_WHAT TO PRODUCE_.
Reproduce the section of the passage about memories of Greenup starting at "These are some" and ending at "locate my relatives.".

_PROVIDED PASSAGE_.
■ ■ ■ ■ ■ ■ ■

My father was a railroader so we got railroad passes and often took the train to Greenup.  At other times we drove.  On every trip we visited the Candy Kitchen for the best ice cream I have ever tasted.  I remember Greenup being a quaint town with it's town square and main street with all the stores on the first floor and with living quarters on the second floor.  It seemed there was a continuous balcony over the sidewalk where the living quarters were.
 
These are some of my memories.  I'm sure I will think of others but they do not come at this time.  I do own the 1968 Cumberland County Biographical.  I have used it many times to try and locate my relatives.

■ ■ ■ ■ ■ ■ ■

Collected data:
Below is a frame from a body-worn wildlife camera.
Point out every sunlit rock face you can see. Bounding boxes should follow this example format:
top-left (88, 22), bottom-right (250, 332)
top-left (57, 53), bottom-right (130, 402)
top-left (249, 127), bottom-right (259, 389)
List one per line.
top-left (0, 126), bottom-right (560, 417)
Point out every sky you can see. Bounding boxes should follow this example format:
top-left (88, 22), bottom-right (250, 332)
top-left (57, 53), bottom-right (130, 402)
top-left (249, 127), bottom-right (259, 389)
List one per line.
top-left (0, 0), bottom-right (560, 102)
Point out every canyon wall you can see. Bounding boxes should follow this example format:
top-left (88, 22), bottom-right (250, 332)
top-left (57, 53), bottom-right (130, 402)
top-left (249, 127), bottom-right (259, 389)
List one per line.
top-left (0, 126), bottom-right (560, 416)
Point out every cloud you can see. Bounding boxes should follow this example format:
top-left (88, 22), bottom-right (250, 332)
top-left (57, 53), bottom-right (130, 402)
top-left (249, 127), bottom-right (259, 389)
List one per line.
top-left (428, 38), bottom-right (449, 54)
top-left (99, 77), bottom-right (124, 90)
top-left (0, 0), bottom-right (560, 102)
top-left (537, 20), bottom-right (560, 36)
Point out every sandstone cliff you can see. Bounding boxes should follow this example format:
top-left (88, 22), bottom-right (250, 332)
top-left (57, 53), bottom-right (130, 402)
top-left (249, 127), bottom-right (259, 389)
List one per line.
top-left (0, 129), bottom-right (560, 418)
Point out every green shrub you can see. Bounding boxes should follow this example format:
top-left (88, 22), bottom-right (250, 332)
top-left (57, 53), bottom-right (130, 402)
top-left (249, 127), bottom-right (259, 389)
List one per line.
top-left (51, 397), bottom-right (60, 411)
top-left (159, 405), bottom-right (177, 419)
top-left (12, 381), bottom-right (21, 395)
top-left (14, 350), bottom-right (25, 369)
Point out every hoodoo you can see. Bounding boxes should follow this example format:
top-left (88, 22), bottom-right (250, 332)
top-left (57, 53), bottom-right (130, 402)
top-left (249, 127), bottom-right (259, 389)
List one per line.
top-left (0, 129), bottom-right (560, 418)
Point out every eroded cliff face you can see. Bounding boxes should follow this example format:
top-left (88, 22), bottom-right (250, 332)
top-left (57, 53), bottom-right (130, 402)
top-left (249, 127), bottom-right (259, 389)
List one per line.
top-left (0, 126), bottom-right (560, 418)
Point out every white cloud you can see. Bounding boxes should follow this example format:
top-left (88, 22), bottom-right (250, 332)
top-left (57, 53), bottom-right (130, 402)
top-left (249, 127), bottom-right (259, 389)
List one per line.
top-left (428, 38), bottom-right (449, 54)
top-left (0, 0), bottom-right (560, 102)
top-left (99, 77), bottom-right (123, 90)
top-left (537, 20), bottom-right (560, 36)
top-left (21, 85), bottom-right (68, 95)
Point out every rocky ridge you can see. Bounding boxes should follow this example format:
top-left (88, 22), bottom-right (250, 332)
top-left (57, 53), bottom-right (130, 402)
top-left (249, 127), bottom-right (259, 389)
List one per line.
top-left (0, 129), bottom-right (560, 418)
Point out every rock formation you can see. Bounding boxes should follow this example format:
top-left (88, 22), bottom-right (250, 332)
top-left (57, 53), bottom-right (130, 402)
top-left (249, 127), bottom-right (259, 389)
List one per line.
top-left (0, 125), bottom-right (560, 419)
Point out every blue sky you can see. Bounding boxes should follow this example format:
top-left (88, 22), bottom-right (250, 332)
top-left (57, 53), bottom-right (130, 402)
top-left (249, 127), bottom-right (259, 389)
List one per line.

■ ■ ■ ■ ■ ■ ■

_EXERCISE RESPONSE_.
These are some of my memories.  I'm sure I will think of others but they do not come at this time.  I do own the 1968 Cumberland County Biographical.  I have used it many times to try and locate my relatives.